Work required
Produce a verbatim transcription of the entries, with all pictures omitted.

Material supplied
◇ ◇ ◇ ◇

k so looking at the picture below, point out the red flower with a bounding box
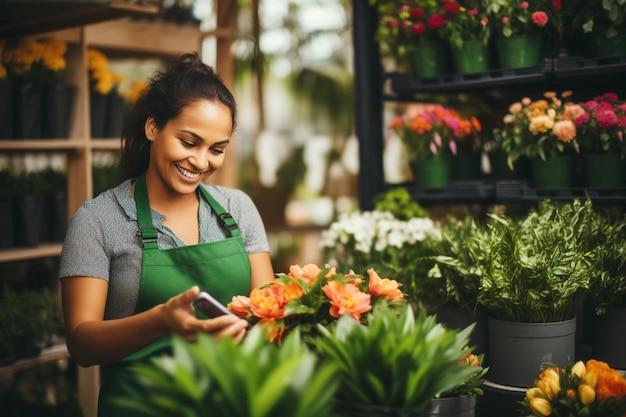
[532,11,549,27]
[427,13,446,29]
[388,18,398,30]
[411,6,424,20]
[443,0,461,15]
[552,0,562,11]
[411,22,426,35]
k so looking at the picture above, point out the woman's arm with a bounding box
[62,277,248,367]
[248,251,275,290]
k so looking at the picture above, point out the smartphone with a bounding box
[193,291,234,318]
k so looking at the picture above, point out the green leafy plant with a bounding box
[0,285,61,361]
[574,0,626,39]
[434,200,599,323]
[372,187,428,220]
[426,215,484,311]
[585,216,626,315]
[115,327,339,417]
[314,302,478,413]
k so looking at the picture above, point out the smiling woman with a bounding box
[58,52,276,417]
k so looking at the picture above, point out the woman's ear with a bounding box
[145,117,157,141]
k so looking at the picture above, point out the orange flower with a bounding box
[257,318,286,344]
[367,268,403,301]
[249,283,286,320]
[586,359,626,401]
[288,263,323,285]
[228,295,252,317]
[322,280,371,321]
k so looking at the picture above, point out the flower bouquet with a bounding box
[523,360,626,417]
[228,263,405,344]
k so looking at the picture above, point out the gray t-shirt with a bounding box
[59,179,270,320]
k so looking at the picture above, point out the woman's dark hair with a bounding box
[118,52,237,181]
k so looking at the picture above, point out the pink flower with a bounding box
[449,140,458,155]
[532,11,549,27]
[501,16,509,24]
[575,112,590,127]
[521,1,529,9]
[429,141,438,155]
[433,132,442,147]
[595,102,618,129]
[468,9,478,16]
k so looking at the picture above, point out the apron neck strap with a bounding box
[197,185,241,238]
[134,174,241,248]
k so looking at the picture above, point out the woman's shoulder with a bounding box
[74,180,132,220]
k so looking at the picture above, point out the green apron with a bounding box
[98,175,251,416]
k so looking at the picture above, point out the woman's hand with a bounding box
[159,286,248,343]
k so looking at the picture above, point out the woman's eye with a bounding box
[211,148,225,155]
[180,139,195,148]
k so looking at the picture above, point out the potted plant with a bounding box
[436,199,597,387]
[0,285,62,366]
[369,0,453,76]
[494,90,583,188]
[522,359,626,417]
[484,0,564,68]
[0,154,15,248]
[227,263,405,344]
[87,48,126,138]
[574,92,626,188]
[11,152,49,246]
[583,213,626,369]
[442,0,492,74]
[313,302,479,416]
[426,215,488,355]
[572,0,626,58]
[389,103,481,188]
[115,326,341,417]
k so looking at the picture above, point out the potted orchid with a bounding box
[494,90,582,188]
[485,0,564,68]
[227,263,405,344]
[574,92,626,188]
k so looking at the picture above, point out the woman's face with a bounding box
[145,99,232,196]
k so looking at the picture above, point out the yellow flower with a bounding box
[570,360,586,379]
[41,37,67,73]
[578,383,596,405]
[529,397,553,416]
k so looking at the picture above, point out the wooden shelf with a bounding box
[0,1,160,38]
[85,18,203,57]
[0,342,69,375]
[0,139,87,151]
[0,244,63,263]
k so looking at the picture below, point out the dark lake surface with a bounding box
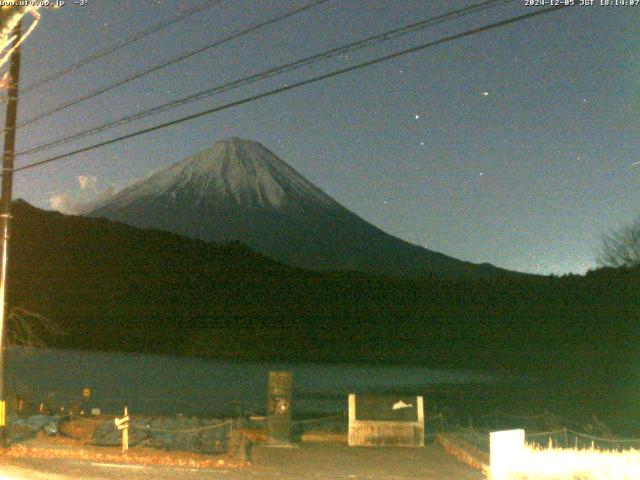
[7,347,500,418]
[9,346,640,441]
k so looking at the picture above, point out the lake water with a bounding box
[6,347,498,418]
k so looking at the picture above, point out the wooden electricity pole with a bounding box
[0,19,22,444]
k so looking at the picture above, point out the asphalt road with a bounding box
[0,444,483,479]
[0,458,238,480]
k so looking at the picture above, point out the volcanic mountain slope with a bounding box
[89,137,505,277]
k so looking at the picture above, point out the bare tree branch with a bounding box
[7,306,63,348]
[597,218,640,268]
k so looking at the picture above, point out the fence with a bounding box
[10,389,640,462]
[460,428,640,456]
[489,429,640,480]
[442,413,640,478]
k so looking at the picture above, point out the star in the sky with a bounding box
[415,114,420,120]
[481,92,489,97]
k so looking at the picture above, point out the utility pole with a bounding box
[0,18,22,445]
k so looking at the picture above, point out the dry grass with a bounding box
[489,443,640,480]
[1,432,247,470]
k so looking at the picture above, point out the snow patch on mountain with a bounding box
[93,138,339,212]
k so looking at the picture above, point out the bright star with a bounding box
[481,92,489,96]
[415,114,420,120]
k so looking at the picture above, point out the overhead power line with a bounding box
[22,0,223,94]
[13,5,571,174]
[18,0,510,156]
[17,0,330,129]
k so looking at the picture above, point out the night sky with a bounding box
[6,0,639,275]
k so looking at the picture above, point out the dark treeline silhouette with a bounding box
[8,201,638,392]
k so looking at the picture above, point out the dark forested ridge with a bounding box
[8,200,639,387]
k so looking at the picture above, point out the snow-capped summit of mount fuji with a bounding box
[95,138,339,212]
[89,138,507,277]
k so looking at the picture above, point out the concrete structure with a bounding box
[348,394,424,447]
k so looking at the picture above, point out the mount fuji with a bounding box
[88,138,505,277]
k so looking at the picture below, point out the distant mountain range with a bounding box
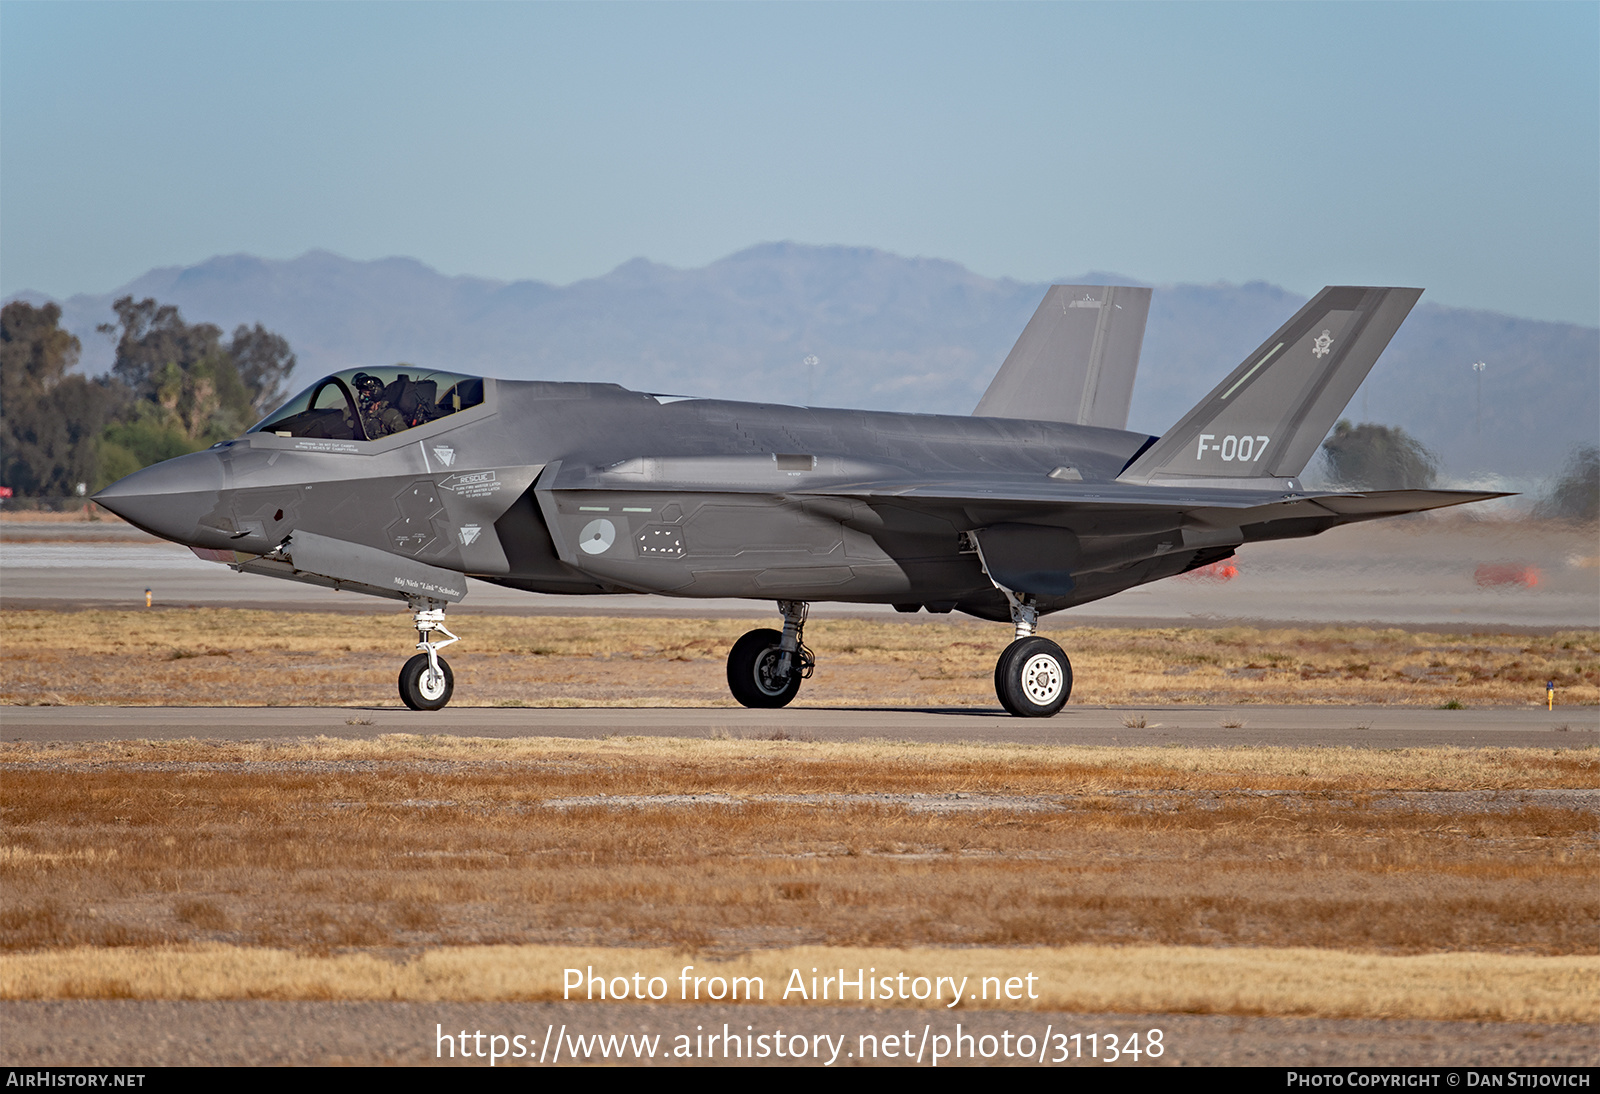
[11,243,1596,482]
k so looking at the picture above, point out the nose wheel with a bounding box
[399,601,459,711]
[399,653,454,711]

◇ ◇ ◇ ◇

Problem solution
k so looking at the picture below, point out the red flower with a bounding box
[532,11,549,27]
[427,13,446,29]
[388,18,398,30]
[411,6,424,20]
[443,0,461,15]
[552,0,562,11]
[411,22,426,35]
k so looking at the picture above, point out the woman's arm with a bounding box
[62,277,248,367]
[248,251,275,290]
k so looking at the picture above, point out the smartphone with a bounding box
[193,291,234,318]
k so looking at the picture above, point out the green leafy plant with a bounding box
[0,285,61,361]
[574,0,626,39]
[434,200,599,323]
[372,187,428,220]
[426,215,484,311]
[585,216,626,315]
[115,327,339,417]
[314,302,478,413]
k so looking at the picture above, point out the smiling woman with a bounding box
[58,52,276,417]
k so looking at the picture above, point out the woman's ear with a bounding box
[145,117,157,141]
k so looking at the picture above, point out the orange flower with a bounding box
[257,318,286,344]
[367,268,403,301]
[249,283,286,320]
[586,359,626,401]
[288,263,323,285]
[228,295,252,317]
[322,280,371,321]
k so looking at the picture above, point out the flower bouquet with a bounding box
[523,360,626,417]
[228,263,405,344]
k so looking at the picture above, point out the gray t-shirt with a bounding box
[59,179,270,320]
k so looking at the picture above, point out the woman's dark hair with a bounding box
[118,52,237,181]
k so looking at the picture above, point out the pink flower with a bounding box
[449,140,458,155]
[532,11,549,27]
[501,16,509,24]
[575,112,590,127]
[521,1,529,9]
[429,141,438,155]
[433,132,442,147]
[595,102,618,129]
[468,9,478,16]
k so looking at the picture above, point out the apron neck strap with a bounding box
[197,185,241,238]
[134,174,241,248]
k so looking at the picture above, point out the woman's shoulder with a bounding box
[74,180,132,220]
k so looking at the picture above, point out the green apron with a bounding box
[98,175,251,416]
k so looking at the picture above, point out the woman's hand with a bounding box
[159,286,248,343]
k so looking at the picture above, point out the woman's eye with a bounding box
[211,148,225,155]
[180,139,195,148]
k so looking at the picture above, point out the potted plant with a bounding box
[436,199,597,387]
[0,285,62,366]
[369,0,453,76]
[494,90,583,188]
[522,359,626,417]
[484,0,564,68]
[0,154,15,248]
[227,263,405,344]
[87,48,126,138]
[574,92,626,188]
[11,152,49,246]
[583,213,626,369]
[442,0,492,74]
[313,302,479,416]
[426,215,488,355]
[572,0,626,58]
[389,103,481,188]
[115,326,341,417]
k so looking at the picture above, point out the potted orchid with a bounding box
[494,90,582,188]
[485,0,564,68]
[227,263,405,344]
[574,92,626,188]
k so looking at the picture above, point out the woman's face with a bounding box
[145,99,232,196]
k so looking at the picture above, point out the yellow flower with a bounding box
[570,360,586,379]
[41,37,67,73]
[578,383,596,405]
[529,397,553,416]
k so looking at the picture above, point out the wooden shelf with a bounding box
[0,1,160,38]
[85,18,203,57]
[0,342,69,375]
[0,139,87,151]
[0,244,63,263]
k so looking at the picture below, point out the dark lake surface with a bounding box
[7,347,500,418]
[9,346,640,441]
k so looking at the picture above, point out the lake water with a bounding box
[6,347,498,418]
k so looking at the picture above, point out the wooden electricity pole with a bounding box
[0,19,22,444]
k so looking at the picture above, point out the asphalt road with a bounding box
[0,444,483,479]
[0,458,238,480]
k so looking at the picture above, point out the volcanic mountain slope with a bounding box
[89,137,505,277]
k so looking at the picture above, point out the bare tree branch with a bounding box
[7,306,63,348]
[597,218,640,268]
k so looking at the picture above, point out the fence with a bounding box
[10,389,640,462]
[460,428,640,456]
[489,429,640,480]
[442,413,640,478]
k so looking at the picture above, point out the star in the sky with a bounding box
[415,114,420,120]
[481,92,489,97]
k so looking at the picture above, point out the utility pole with a bounding box
[0,18,22,445]
k so looking at the picture above, point out the dry grass with a bounding box
[489,443,640,480]
[1,432,247,470]
k so looking at the picture above, point out the snow patch on mountain with a bounding box
[93,138,339,212]
k so looking at the picture above, point out the bright star with a bounding box
[481,92,489,96]
[415,114,420,120]
k so looking at the picture above, point out the overhead power line with a bounding box
[22,0,223,94]
[13,5,571,174]
[18,0,510,156]
[17,0,330,129]
k so looking at the picture above, point out the night sky with a bounding box
[6,0,639,275]
k so looking at the picture above, point out the dark treeline silhouette with a bounding box
[8,201,638,392]
k so looking at the picture above, point out the dark forested ridge with a bounding box
[8,200,639,387]
k so looking at the picture above, point out the snow-capped summit of mount fuji with a bounding box
[95,138,339,212]
[89,138,507,277]
k so looking at the picture above, point out the concrete structure with a bounding box
[348,394,424,447]
k so looking at the picture above, point out the mount fuji with a bounding box
[88,138,505,277]
k so looking at the picture below, point out the distant mountain range with a bounding box
[11,243,1596,482]
k so looking at the picture above, point out the nose wheel with a bounding box
[399,601,459,711]
[399,653,454,711]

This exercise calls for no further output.